Goal → Retype each of the rows below without changing a single character.

Data for this exercise →
◇ ◇ ◇ ◇ ◇
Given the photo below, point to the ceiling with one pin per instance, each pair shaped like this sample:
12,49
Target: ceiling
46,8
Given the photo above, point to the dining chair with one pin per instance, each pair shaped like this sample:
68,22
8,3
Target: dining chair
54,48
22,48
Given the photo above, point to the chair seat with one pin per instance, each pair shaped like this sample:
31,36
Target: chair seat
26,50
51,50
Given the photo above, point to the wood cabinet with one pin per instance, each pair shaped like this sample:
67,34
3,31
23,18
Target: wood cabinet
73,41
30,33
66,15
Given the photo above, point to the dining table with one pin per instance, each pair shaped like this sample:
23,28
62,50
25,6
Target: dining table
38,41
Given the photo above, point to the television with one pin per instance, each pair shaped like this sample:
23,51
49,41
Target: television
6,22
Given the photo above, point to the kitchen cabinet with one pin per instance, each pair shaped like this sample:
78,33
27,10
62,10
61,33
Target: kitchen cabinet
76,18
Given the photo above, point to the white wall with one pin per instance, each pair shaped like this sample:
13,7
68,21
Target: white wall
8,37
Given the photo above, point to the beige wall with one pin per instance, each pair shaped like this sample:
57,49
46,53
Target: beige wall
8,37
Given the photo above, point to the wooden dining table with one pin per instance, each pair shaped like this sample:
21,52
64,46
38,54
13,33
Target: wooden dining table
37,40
◇ ◇ ◇ ◇ ◇
Complete answer →
Given the photo below, point to the ceiling with one pin per instance, each pair shaped like this sample:
12,49
Target: ceiling
46,8
Given the photo above, point to the dining chair with one pin per instance, each pair shaped like this sample:
68,22
8,3
Target: dining chair
54,48
22,48
Given the photo above, point to the chair seat with one pin per instance, each pair shaped like this sample:
31,36
Target: chair seat
26,50
51,50
Given the photo above, point to the wood cabinet with one pin per instance, each pair shaped like this sample:
67,34
3,31
23,18
Target: wood cabinet
73,41
30,33
66,15
Given the photo above, point to the dining table with one pin per instance, each pair shaped like this sample:
23,28
62,50
25,6
Target: dining table
38,41
Given the photo above, point to the television with one pin per instance, each pair shaped like this sample:
23,51
49,41
Target: television
6,22
Given the photo above, point to the kitchen cabinet with one pin per instance, each pair shaped like this sample:
78,33
27,10
62,10
61,33
Target: kitchen cabinet
76,18
Given the photo above, point to the white wall with one pin per instance, each pair shaped like this sample:
13,7
68,21
Target: white wall
8,37
Given the photo above, point to the beige wall with one pin per instance, each pair shaped like this sample:
57,49
46,53
Target: beige wall
8,37
Given the photo above, point to the wooden dining table with one pin per instance, each pair shaped like this sample:
21,52
64,46
38,54
13,33
Target: wooden dining table
37,40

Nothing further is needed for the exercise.